* begin SUPPLIED TEXT *
In Wells’s School Grammar, “the 113th Thousand,” dated 1850, the deficiencies of the foregoing kinds, if I am right, are about fifty. This author’s “List of Irregular Verbs” has forty-four Redundants, to which he assigns a regular form as well as an irregular. He is here about as much nearer right than Clark, as this number surpasses thirty-two, and comes towards ninety-five. The words about which they differ, are–_pen, seethe_, and _whet_, of the former number; and _catch, deal, hang, knit, spell, spill, sweat_, and _thrive_, of the latter.

[297] In the following example, there is a different phraseology, which seems not so well suited to the sense: “But we _must be aware_ of imagining, that we render style strong and expressive, by a constant and multiplied use of epithets”–_Blair’s Rhet._, p. 287. Here, in stead of “_be aware_,” the author should have said, “_beware_,” or “_be ware_;” that is, be _wary_, or _cautious_; for _aware_ means _apprised_, or _informed_, a sense very different from the other.

[298] Dr. Crombie contends that _must_ and _ought_ are used only in the present tense. (See his _Treatise_, p. 204.) In this he is wrong, especially with regard to the latter word. Lennie, and his copyist Bullions, adopt the same notion; but Murray, and many others, suppose them to “have both a present and [a] past signification.”
* end SUPPLIED TEXT *
* begin SUPPLIED RECORDS *
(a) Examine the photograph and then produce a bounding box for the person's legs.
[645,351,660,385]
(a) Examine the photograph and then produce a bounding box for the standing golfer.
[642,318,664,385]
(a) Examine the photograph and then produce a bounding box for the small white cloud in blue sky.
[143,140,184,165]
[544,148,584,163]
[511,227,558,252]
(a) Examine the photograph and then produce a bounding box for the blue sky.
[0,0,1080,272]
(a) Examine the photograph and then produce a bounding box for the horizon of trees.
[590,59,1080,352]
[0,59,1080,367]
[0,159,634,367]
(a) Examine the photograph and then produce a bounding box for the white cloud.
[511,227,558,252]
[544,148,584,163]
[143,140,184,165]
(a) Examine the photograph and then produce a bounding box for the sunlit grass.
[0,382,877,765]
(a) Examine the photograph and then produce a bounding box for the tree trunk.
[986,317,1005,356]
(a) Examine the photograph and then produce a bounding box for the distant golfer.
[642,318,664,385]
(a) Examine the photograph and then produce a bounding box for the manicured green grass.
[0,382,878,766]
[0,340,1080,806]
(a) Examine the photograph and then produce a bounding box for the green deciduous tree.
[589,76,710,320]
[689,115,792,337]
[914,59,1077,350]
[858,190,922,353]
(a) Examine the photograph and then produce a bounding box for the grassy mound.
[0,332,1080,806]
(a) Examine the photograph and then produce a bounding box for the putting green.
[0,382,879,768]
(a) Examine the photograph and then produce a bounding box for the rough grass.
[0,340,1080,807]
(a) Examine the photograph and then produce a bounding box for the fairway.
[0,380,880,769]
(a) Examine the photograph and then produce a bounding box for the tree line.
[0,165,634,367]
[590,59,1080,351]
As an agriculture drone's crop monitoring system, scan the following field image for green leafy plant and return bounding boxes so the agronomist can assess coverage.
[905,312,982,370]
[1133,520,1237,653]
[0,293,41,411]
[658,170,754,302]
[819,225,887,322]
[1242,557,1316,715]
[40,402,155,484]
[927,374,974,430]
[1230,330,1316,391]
* end SUPPLIED RECORDS *
* PROBLEMS AND TASKS *
**1)** Answer these questions using the grammar notes.
(a) How many Redundants does Wells's "List of Irregular Verbs" have?
(b) What should the author have said in place of "be aware"?
(c) Who contends that "must" and "ought" are used only in the present tense?
**2)** Rewrite everything in the grammar notes from "[297] In the" down to "from the other.", substituting "adjectives" for "epithets".

* COMPLETED EXERCISE *
**1)**
(a) Forty-four.
(b) "Beware," or "be ware."
(c) Dr. Crombie.

**2)**
[297] In the following example, there is a different phraseology, which seems not so well suited to the sense: “But we _must be aware_ of imagining, that we render style strong and expressive, by a constant and multiplied use of adjectives”–_Blair’s Rhet._, p. 287. Here, in stead of “_be aware_,” the author should have said, “_beware_,” or “_be ware_;” that is, be _wary_, or _cautious_; for _aware_ means _apprised_, or _informed_, a sense very different from the other.